## What the task asks
Format the data from the line containing "Q: Put a point on each instance of the tree in" down to the line containing "x=192 y=206", both included, as a Markdown table with the columns Row and Line, one row per line, leaving out blank lines.

◇ ◇ ◇ ◇

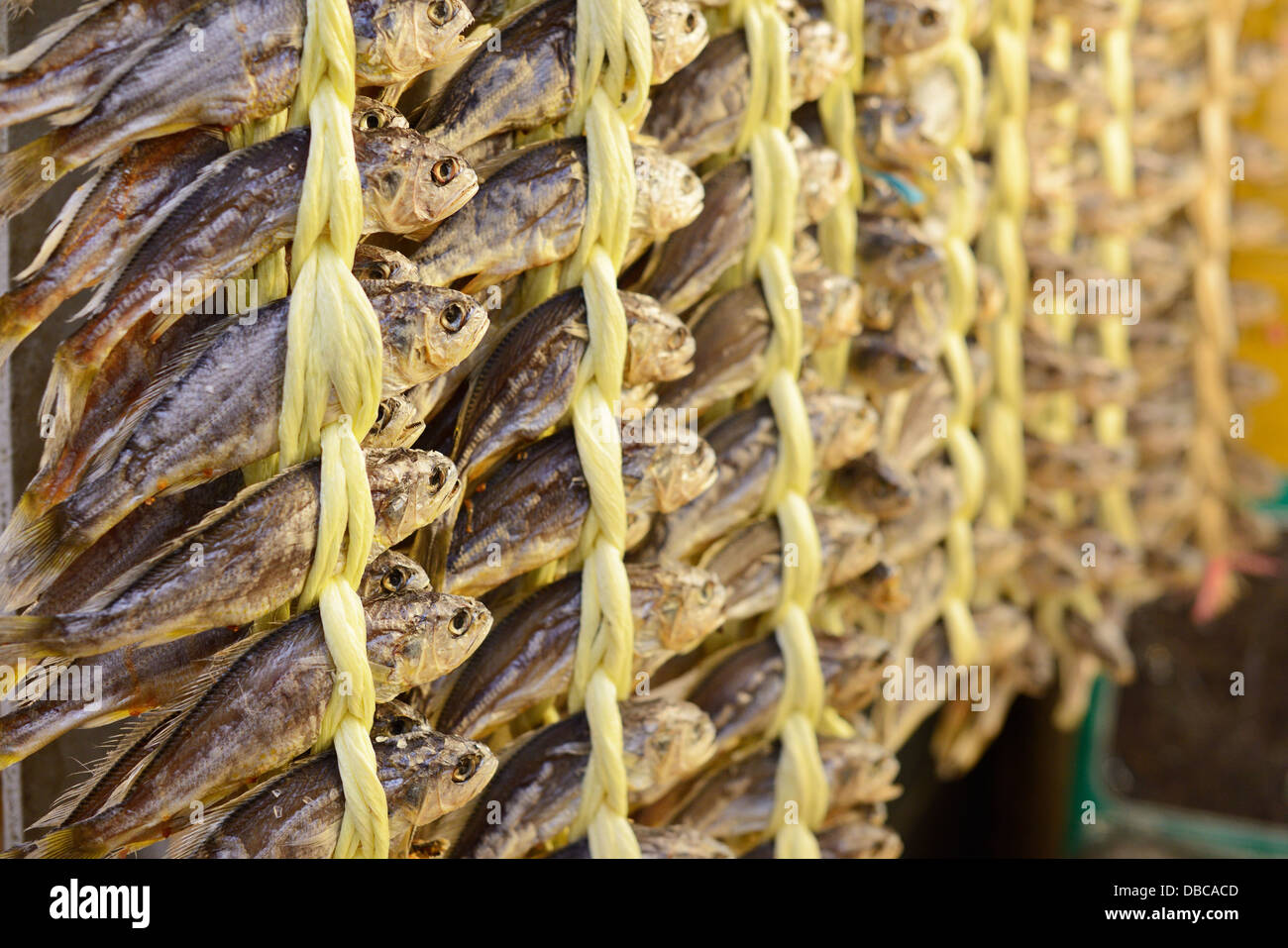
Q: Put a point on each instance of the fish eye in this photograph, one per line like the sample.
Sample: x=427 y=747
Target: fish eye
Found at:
x=467 y=768
x=439 y=12
x=394 y=579
x=454 y=317
x=445 y=170
x=436 y=849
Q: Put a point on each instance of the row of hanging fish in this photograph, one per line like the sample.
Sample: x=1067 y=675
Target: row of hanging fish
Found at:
x=138 y=550
x=138 y=554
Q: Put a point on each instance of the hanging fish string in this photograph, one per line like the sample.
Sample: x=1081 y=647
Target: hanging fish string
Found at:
x=713 y=738
x=256 y=584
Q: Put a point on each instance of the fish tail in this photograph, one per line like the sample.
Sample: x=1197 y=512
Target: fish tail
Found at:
x=34 y=552
x=68 y=843
x=27 y=639
x=60 y=410
x=20 y=101
x=27 y=172
x=20 y=313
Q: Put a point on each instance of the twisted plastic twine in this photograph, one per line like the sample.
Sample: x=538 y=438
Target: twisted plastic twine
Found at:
x=1004 y=429
x=1059 y=411
x=334 y=340
x=800 y=784
x=1115 y=253
x=612 y=43
x=964 y=451
x=1216 y=329
x=837 y=232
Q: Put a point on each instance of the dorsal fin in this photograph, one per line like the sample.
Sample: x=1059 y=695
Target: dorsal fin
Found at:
x=50 y=37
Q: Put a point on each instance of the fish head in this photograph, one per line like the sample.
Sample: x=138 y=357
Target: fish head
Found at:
x=679 y=33
x=822 y=54
x=398 y=40
x=397 y=424
x=425 y=773
x=408 y=181
x=660 y=347
x=861 y=771
x=420 y=636
x=850 y=543
x=851 y=668
x=681 y=471
x=374 y=263
x=844 y=427
x=668 y=193
x=677 y=604
x=665 y=741
x=426 y=330
x=370 y=115
x=894 y=253
x=892 y=130
x=833 y=303
x=900 y=27
x=408 y=489
x=824 y=175
x=456 y=775
x=391 y=574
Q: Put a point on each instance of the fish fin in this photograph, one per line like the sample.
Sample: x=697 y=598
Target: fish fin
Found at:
x=187 y=841
x=94 y=95
x=48 y=38
x=35 y=553
x=116 y=749
x=59 y=844
x=34 y=685
x=125 y=579
x=26 y=638
x=58 y=228
x=22 y=174
x=175 y=368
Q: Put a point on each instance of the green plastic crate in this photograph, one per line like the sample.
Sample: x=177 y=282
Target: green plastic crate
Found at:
x=1171 y=828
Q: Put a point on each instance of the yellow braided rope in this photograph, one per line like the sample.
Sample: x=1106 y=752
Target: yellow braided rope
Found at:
x=962 y=303
x=800 y=786
x=1004 y=432
x=1216 y=331
x=334 y=340
x=612 y=47
x=1115 y=250
x=1059 y=411
x=837 y=232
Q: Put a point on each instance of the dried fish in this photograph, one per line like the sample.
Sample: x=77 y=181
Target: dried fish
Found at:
x=249 y=68
x=267 y=708
x=528 y=657
x=241 y=562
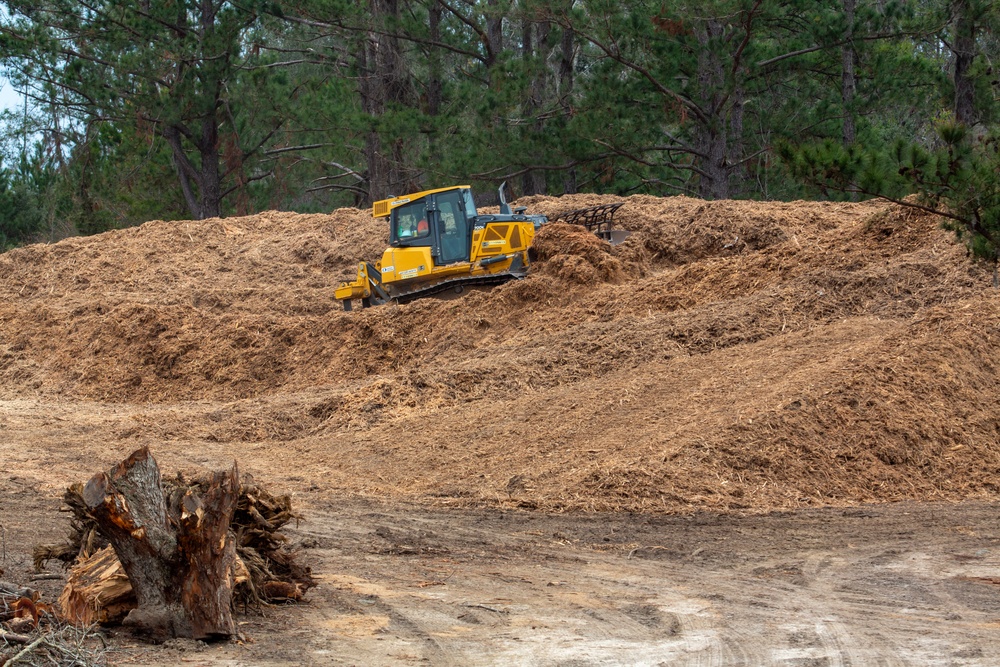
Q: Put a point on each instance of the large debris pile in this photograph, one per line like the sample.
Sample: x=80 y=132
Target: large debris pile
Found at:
x=731 y=355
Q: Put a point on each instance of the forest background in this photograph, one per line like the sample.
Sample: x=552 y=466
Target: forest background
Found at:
x=133 y=110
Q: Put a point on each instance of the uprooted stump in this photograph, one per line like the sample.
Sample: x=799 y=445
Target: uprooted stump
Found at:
x=177 y=551
x=189 y=548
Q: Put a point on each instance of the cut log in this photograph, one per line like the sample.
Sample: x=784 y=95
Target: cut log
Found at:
x=97 y=591
x=178 y=552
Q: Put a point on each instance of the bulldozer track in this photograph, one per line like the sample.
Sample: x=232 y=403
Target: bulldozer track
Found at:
x=477 y=281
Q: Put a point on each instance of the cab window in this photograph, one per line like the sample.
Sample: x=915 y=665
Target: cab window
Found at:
x=410 y=224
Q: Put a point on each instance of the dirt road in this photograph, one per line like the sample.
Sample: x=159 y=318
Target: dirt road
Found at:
x=898 y=584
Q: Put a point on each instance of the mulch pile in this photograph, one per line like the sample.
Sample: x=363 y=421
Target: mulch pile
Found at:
x=727 y=355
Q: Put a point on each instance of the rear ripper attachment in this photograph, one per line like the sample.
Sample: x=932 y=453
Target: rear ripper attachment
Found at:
x=438 y=241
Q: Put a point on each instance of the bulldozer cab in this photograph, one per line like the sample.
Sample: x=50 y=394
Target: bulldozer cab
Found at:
x=439 y=219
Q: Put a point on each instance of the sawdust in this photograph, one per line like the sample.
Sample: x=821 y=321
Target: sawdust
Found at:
x=732 y=355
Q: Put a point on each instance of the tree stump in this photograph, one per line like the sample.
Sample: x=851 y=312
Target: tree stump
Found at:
x=177 y=551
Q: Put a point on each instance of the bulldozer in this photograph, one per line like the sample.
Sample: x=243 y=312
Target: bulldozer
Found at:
x=439 y=243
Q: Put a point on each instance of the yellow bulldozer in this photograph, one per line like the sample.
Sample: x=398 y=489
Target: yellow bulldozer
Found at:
x=439 y=242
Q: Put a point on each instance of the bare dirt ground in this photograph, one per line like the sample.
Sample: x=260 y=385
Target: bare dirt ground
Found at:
x=754 y=434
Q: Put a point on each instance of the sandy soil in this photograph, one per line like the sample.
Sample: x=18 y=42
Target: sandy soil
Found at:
x=754 y=434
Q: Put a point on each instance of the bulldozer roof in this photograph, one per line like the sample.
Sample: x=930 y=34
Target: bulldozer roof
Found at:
x=383 y=208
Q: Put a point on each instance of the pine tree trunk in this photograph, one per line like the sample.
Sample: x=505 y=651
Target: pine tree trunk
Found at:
x=964 y=47
x=178 y=552
x=848 y=82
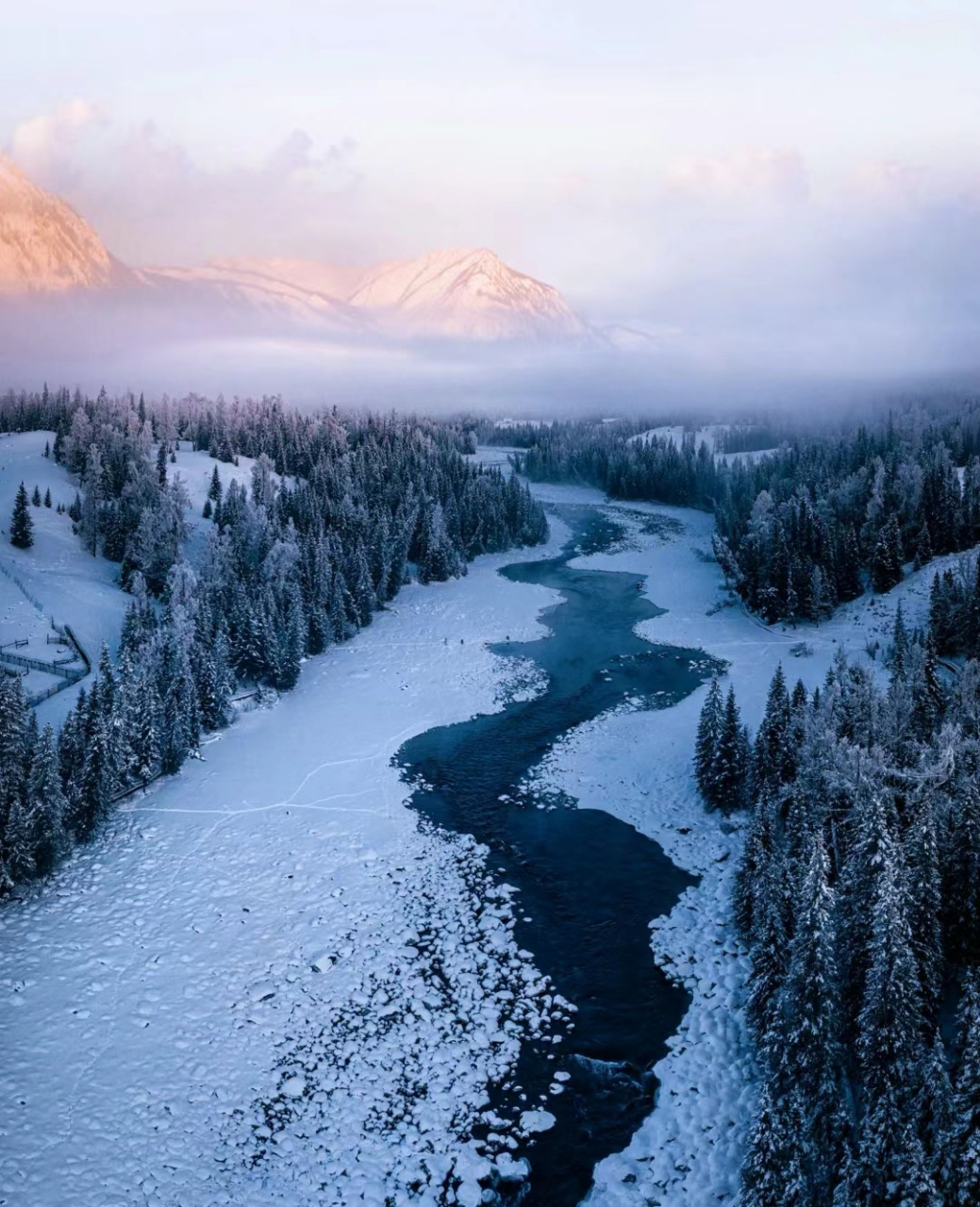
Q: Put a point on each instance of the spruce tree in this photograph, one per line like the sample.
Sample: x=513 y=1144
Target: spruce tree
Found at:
x=732 y=762
x=706 y=742
x=963 y=1137
x=21 y=525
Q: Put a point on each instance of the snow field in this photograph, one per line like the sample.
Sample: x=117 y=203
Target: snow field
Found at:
x=266 y=983
x=639 y=767
x=56 y=572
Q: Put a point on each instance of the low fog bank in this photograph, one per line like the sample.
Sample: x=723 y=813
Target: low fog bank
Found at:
x=768 y=362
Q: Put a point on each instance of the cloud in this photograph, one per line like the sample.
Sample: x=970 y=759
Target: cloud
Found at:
x=152 y=202
x=44 y=145
x=772 y=175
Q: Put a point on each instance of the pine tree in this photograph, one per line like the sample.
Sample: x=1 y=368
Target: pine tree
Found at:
x=21 y=525
x=732 y=762
x=706 y=742
x=772 y=755
x=899 y=643
x=810 y=1055
x=923 y=548
x=767 y=1171
x=892 y=1165
x=47 y=805
x=215 y=490
x=963 y=1137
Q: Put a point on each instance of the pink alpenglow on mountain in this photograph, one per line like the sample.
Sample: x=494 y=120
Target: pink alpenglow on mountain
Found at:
x=44 y=246
x=461 y=292
x=46 y=249
x=467 y=293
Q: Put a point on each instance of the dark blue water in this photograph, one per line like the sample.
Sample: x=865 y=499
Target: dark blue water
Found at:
x=590 y=884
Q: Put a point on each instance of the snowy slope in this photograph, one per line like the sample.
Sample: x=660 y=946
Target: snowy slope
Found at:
x=256 y=293
x=70 y=585
x=467 y=292
x=460 y=292
x=237 y=995
x=44 y=246
x=639 y=766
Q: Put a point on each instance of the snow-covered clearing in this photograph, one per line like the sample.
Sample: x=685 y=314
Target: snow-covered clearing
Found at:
x=56 y=573
x=639 y=766
x=707 y=435
x=266 y=984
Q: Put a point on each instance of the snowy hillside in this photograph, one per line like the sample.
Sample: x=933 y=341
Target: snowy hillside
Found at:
x=460 y=293
x=44 y=246
x=264 y=972
x=69 y=585
x=467 y=292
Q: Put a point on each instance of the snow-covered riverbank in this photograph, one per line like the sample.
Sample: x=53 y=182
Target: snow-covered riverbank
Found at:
x=639 y=767
x=266 y=984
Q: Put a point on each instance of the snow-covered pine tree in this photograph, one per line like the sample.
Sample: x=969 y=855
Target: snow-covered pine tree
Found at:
x=732 y=762
x=706 y=742
x=773 y=761
x=892 y=1166
x=962 y=1139
x=47 y=805
x=21 y=525
x=810 y=1059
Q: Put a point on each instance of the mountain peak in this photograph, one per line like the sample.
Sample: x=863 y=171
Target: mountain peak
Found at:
x=44 y=246
x=466 y=292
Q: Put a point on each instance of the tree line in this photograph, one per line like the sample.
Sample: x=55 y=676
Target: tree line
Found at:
x=858 y=895
x=292 y=563
x=808 y=525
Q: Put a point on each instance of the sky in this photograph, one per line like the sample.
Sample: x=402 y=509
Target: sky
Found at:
x=732 y=172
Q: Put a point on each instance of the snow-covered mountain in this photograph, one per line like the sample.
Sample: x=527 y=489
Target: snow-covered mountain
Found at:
x=44 y=246
x=458 y=293
x=466 y=292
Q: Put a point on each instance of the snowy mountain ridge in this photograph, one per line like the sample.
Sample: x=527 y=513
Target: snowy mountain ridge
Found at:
x=44 y=246
x=457 y=293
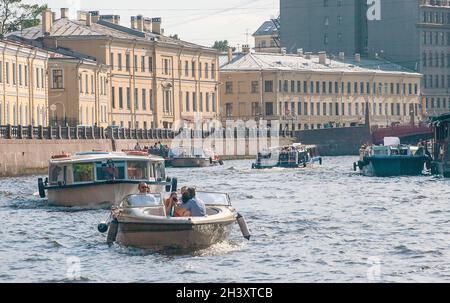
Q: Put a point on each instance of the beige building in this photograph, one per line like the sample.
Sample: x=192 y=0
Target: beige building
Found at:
x=23 y=82
x=434 y=29
x=154 y=81
x=308 y=91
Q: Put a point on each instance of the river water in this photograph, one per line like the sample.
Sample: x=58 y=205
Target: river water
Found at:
x=326 y=224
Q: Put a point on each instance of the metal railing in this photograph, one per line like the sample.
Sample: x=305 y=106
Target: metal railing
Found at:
x=93 y=133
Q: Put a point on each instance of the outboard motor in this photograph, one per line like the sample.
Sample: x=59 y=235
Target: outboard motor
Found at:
x=41 y=187
x=243 y=226
x=112 y=231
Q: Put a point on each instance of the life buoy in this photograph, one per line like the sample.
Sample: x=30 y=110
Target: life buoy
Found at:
x=136 y=153
x=61 y=156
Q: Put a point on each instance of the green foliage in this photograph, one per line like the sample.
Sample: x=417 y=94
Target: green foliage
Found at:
x=15 y=15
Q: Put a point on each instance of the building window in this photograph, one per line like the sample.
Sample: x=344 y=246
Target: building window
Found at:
x=228 y=87
x=57 y=79
x=113 y=97
x=268 y=86
x=128 y=98
x=228 y=109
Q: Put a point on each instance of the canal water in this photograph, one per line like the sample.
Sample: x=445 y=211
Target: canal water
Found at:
x=326 y=224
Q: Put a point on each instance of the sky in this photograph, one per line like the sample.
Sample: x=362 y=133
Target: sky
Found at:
x=197 y=21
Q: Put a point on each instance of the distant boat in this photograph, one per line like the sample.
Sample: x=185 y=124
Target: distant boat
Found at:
x=392 y=159
x=441 y=145
x=193 y=157
x=296 y=155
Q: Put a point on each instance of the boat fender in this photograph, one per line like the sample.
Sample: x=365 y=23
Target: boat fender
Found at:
x=112 y=231
x=243 y=226
x=174 y=184
x=168 y=186
x=102 y=227
x=41 y=188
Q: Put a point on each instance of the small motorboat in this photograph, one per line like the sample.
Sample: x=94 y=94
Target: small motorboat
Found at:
x=140 y=221
x=392 y=159
x=193 y=157
x=101 y=179
x=296 y=155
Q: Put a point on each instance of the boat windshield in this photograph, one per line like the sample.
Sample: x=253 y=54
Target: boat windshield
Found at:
x=213 y=198
x=142 y=200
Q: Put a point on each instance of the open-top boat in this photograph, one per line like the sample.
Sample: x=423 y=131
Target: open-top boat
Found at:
x=141 y=221
x=392 y=159
x=92 y=179
x=296 y=155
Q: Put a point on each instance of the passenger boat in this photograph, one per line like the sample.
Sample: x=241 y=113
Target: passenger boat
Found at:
x=441 y=145
x=291 y=156
x=392 y=159
x=92 y=179
x=141 y=221
x=193 y=157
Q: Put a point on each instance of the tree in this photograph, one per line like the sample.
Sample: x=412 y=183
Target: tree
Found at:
x=14 y=15
x=222 y=46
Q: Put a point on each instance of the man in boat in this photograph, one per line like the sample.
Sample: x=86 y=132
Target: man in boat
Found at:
x=192 y=206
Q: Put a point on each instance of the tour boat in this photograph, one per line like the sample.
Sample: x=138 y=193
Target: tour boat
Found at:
x=441 y=145
x=141 y=221
x=91 y=179
x=392 y=159
x=291 y=156
x=193 y=157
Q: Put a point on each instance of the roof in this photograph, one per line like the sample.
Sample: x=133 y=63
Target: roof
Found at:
x=280 y=62
x=78 y=29
x=270 y=27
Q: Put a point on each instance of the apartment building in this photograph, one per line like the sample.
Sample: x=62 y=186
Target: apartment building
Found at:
x=23 y=84
x=434 y=30
x=307 y=91
x=154 y=81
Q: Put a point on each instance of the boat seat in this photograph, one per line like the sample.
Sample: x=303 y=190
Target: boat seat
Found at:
x=211 y=211
x=155 y=211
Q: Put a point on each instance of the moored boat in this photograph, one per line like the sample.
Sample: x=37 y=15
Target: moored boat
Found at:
x=93 y=179
x=296 y=155
x=141 y=221
x=441 y=145
x=392 y=159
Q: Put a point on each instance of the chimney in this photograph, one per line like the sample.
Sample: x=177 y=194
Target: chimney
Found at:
x=230 y=54
x=156 y=26
x=322 y=58
x=64 y=13
x=88 y=19
x=147 y=24
x=140 y=23
x=95 y=16
x=47 y=17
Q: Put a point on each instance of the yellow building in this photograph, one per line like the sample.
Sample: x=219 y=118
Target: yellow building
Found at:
x=307 y=91
x=154 y=80
x=23 y=82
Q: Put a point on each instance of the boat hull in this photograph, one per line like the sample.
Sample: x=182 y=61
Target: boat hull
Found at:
x=390 y=166
x=173 y=236
x=191 y=162
x=94 y=195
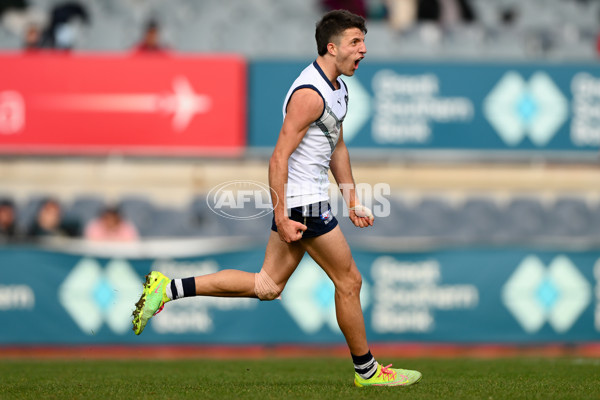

◇ ◇ ◇ ◇

## Task answer
| Row | Line |
|---|---|
| 1 | Q: Put a point on each instance of the tree in this photograph, one per line like the sample. |
| 2 | Sample: x=412 y=183 |
| 3 | Target: tree |
| 4 | Found at: |
| 5 | x=14 y=15 |
| 6 | x=222 y=46 |
| 7 | Q: Put a point on each instance of the man in boat in this photograph, one per line like the sample. |
| 8 | Sample: x=86 y=132 |
| 9 | Target: man in boat |
| 10 | Found at: |
| 11 | x=192 y=206 |